▶ **EXERCISE DIRECTIONS**
Locate each line in the data below that contains the string "cross", and copy those lines out.

▶ **TASK INPUT**

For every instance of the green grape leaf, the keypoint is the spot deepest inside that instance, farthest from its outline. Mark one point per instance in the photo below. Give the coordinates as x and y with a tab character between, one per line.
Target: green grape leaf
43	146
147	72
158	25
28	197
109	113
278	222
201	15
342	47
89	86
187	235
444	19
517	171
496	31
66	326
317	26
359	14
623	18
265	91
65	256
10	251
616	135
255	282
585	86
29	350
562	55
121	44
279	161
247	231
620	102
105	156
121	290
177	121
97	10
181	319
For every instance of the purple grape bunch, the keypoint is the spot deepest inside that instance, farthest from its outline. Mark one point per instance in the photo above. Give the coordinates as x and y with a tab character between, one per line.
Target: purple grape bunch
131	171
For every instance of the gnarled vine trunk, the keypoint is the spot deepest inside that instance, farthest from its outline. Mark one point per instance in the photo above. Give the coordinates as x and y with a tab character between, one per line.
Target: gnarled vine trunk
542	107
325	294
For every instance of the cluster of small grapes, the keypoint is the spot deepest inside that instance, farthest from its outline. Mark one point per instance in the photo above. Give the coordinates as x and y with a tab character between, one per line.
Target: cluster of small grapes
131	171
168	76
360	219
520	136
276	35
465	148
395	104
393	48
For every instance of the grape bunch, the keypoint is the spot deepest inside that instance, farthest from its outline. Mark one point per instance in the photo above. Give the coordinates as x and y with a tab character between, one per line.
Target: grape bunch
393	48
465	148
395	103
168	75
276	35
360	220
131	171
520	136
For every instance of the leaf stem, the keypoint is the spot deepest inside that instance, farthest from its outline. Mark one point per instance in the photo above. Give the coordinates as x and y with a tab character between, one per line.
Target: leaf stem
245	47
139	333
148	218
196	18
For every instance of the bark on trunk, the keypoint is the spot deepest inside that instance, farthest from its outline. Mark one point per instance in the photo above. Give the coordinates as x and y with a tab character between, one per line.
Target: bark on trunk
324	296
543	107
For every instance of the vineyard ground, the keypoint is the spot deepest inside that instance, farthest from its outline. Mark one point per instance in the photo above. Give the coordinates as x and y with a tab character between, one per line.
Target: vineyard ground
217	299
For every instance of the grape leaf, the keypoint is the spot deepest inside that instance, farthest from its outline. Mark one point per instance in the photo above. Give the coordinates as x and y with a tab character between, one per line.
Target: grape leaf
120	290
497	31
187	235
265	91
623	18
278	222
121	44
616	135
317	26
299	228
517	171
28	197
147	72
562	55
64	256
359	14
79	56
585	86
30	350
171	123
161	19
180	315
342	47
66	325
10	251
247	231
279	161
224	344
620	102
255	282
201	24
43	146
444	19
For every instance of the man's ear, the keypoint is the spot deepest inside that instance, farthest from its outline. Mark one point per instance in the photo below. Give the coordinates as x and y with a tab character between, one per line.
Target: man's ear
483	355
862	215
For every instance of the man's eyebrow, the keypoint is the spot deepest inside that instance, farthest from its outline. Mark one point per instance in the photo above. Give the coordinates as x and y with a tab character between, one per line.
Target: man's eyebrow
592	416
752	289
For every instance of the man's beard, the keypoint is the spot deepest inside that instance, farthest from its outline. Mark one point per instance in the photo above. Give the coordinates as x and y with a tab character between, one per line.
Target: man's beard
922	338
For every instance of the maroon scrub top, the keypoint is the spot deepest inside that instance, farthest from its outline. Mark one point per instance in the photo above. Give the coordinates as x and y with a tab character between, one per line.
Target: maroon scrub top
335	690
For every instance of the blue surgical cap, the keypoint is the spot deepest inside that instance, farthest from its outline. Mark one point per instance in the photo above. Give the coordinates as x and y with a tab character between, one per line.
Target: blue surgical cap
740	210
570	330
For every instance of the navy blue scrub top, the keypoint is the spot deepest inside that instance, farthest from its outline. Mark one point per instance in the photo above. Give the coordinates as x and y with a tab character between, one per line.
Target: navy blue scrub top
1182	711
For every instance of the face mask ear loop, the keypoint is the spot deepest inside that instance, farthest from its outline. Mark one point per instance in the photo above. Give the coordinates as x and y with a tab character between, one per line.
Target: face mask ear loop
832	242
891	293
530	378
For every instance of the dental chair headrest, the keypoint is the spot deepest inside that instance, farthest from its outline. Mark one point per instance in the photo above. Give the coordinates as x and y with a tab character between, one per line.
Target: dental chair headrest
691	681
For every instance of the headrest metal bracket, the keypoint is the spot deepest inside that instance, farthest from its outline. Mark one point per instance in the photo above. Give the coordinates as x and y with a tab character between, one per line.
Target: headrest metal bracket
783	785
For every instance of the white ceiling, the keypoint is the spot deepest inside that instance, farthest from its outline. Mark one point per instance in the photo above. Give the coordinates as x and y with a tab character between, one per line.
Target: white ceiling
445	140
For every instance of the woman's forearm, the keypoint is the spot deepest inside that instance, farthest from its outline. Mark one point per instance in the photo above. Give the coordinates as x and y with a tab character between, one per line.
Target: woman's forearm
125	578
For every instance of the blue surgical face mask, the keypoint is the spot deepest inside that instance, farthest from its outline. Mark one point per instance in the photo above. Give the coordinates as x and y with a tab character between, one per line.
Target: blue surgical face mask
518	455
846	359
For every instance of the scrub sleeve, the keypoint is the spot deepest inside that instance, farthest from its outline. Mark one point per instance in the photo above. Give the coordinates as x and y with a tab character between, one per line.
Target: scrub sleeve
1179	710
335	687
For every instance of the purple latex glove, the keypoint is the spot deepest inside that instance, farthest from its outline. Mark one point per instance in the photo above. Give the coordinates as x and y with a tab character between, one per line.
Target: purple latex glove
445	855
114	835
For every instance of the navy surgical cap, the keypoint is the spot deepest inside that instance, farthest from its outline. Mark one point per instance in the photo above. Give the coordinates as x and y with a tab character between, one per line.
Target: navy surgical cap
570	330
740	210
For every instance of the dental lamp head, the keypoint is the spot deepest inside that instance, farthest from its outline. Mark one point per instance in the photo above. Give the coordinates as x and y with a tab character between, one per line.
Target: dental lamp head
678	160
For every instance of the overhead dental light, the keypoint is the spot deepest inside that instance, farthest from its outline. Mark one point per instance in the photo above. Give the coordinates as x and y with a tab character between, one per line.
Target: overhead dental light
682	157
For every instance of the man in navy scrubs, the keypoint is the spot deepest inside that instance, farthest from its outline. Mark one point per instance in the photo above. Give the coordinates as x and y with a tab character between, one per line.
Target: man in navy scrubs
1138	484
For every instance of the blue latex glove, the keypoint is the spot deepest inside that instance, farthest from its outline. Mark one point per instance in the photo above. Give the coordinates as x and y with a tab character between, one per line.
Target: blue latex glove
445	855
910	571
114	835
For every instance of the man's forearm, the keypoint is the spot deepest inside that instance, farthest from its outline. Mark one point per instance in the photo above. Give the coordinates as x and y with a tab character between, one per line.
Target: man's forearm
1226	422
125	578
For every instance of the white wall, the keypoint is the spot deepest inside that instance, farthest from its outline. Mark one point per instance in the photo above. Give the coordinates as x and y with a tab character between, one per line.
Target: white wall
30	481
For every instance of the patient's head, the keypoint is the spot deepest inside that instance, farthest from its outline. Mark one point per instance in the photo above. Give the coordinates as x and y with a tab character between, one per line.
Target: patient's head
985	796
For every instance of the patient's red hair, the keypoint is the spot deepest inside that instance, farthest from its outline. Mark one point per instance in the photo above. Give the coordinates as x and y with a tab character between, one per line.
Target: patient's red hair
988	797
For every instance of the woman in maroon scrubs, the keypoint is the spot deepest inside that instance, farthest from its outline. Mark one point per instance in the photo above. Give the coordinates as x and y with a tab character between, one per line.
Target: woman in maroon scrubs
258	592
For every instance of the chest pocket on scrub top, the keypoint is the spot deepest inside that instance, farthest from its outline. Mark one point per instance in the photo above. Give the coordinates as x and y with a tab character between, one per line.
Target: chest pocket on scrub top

---

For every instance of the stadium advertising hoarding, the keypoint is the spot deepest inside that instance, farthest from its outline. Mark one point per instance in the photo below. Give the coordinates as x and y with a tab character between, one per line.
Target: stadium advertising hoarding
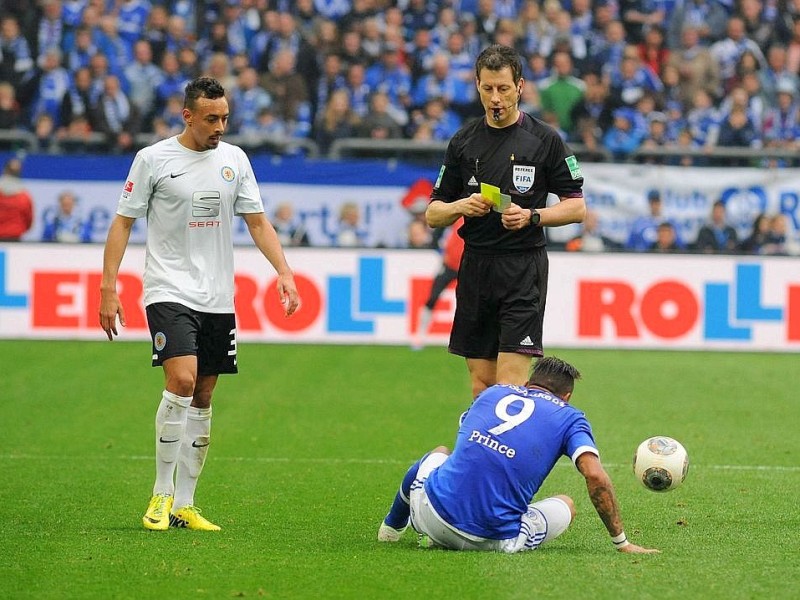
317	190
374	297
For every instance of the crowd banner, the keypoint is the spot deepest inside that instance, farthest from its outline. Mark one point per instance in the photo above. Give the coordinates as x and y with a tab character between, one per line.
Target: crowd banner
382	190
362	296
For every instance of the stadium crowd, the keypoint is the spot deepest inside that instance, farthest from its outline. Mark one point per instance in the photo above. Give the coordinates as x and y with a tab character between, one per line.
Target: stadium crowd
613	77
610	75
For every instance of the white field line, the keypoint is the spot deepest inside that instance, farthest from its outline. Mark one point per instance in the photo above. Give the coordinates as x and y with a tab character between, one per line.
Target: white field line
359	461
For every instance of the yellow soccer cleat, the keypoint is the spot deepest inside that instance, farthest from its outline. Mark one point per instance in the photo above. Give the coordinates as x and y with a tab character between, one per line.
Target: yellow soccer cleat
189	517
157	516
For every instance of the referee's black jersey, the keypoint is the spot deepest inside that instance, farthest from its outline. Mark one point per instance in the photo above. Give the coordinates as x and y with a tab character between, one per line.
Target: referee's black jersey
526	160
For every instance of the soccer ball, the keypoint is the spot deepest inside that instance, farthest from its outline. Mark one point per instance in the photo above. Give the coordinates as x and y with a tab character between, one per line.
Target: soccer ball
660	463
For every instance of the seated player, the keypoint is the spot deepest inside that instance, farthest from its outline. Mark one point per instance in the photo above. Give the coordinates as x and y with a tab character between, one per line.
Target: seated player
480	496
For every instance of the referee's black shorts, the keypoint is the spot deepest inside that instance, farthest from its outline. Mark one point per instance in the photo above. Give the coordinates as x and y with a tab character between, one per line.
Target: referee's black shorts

...

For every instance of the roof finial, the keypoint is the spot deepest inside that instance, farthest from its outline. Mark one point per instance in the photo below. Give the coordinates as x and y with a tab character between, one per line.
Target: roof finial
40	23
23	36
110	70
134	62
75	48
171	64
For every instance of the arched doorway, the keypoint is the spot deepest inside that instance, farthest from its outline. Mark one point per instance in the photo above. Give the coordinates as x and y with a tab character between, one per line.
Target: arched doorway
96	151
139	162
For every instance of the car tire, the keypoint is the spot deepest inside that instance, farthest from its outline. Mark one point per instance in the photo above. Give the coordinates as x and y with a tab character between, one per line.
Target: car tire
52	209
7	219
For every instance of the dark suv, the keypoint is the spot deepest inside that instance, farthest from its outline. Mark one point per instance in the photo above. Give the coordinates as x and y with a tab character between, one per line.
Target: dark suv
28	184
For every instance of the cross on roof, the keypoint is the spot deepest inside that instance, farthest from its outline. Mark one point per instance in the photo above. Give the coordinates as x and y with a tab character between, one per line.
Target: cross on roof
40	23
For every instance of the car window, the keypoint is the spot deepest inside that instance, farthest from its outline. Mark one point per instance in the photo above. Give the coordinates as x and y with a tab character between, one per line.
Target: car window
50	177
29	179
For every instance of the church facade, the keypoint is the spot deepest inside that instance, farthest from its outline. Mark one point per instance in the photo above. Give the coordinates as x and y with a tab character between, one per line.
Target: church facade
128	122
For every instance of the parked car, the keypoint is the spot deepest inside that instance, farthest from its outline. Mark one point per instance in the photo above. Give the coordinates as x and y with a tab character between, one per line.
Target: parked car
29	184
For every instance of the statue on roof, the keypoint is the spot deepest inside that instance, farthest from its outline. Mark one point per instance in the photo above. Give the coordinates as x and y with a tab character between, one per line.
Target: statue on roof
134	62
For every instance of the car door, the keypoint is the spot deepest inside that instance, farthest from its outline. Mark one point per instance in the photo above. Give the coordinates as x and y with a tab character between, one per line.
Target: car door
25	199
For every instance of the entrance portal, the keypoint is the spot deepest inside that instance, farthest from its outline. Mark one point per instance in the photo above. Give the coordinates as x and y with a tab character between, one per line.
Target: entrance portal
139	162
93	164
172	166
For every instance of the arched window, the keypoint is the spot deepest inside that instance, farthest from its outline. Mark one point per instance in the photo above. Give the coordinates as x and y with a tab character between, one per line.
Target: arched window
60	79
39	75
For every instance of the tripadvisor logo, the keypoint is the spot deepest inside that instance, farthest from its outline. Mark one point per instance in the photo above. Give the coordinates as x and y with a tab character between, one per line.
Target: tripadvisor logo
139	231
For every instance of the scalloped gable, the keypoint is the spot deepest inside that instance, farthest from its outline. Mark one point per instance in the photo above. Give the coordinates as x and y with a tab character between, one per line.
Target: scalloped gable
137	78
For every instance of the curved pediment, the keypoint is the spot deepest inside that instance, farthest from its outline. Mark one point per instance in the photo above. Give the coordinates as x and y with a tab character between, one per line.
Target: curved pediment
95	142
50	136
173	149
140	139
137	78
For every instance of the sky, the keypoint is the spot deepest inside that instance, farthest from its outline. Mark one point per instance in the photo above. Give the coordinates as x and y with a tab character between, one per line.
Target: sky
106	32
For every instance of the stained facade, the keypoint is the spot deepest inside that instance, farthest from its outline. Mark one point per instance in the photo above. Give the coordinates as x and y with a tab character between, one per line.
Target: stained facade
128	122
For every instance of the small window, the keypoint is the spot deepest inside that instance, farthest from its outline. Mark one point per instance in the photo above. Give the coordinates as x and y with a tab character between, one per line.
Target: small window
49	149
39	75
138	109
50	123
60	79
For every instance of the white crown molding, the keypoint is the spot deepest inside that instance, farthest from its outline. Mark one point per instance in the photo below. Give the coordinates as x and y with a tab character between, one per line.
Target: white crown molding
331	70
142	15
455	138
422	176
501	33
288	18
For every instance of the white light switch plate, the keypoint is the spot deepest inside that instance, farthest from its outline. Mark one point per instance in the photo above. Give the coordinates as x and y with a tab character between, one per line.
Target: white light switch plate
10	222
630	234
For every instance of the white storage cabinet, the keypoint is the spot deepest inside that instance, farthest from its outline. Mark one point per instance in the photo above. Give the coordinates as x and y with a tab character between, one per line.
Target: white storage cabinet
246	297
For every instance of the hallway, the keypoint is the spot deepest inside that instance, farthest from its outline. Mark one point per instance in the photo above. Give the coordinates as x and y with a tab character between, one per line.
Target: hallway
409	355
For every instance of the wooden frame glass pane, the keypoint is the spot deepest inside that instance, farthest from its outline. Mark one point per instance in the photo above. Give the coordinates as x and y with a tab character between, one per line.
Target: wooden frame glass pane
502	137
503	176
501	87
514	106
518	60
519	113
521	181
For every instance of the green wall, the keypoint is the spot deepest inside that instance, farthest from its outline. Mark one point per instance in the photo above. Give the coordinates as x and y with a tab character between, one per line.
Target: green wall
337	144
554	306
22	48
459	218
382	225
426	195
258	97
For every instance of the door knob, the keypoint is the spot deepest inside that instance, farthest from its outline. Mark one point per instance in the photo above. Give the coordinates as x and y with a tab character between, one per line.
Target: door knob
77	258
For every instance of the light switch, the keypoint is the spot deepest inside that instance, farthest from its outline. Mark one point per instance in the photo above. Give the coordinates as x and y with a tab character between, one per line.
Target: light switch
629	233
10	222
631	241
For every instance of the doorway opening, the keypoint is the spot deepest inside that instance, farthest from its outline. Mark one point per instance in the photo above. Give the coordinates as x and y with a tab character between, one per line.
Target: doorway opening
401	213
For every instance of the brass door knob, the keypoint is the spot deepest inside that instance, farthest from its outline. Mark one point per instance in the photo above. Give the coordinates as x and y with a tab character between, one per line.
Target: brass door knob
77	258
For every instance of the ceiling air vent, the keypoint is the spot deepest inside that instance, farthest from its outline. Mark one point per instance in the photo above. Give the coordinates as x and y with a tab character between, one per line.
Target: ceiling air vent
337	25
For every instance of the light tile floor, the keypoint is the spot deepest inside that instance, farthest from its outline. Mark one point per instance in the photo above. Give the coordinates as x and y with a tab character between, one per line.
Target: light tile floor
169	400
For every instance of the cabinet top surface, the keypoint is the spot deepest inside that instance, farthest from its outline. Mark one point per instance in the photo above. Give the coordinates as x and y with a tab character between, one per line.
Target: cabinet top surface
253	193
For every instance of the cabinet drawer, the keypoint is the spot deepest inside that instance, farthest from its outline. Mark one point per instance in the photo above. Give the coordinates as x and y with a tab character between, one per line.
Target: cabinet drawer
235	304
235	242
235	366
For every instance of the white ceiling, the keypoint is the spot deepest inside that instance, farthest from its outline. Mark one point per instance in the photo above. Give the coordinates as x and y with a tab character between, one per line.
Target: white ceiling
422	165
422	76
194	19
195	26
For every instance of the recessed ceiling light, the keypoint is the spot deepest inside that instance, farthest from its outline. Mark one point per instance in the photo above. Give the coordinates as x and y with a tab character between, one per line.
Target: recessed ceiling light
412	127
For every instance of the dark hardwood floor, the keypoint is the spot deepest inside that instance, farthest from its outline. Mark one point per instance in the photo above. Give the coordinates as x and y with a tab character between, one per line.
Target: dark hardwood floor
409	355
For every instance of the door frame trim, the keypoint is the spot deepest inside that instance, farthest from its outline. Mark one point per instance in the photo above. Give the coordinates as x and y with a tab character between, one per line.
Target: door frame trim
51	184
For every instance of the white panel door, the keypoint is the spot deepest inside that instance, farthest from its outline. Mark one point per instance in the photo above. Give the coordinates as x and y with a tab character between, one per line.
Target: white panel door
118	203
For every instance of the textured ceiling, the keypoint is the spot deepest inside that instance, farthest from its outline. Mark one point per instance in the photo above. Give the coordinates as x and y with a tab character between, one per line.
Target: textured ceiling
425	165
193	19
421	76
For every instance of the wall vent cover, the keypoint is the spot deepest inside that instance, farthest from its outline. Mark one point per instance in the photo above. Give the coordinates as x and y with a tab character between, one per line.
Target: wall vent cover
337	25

▶ **SOLVED EXERCISE**
For every instance of the cross on roof, the keypoint is the spot deepest inside that instance, farthest from its outline. Mark one point per instance in the photo above. Give the coordinates as x and y with a tab character between, one per line.
Target: cross on roof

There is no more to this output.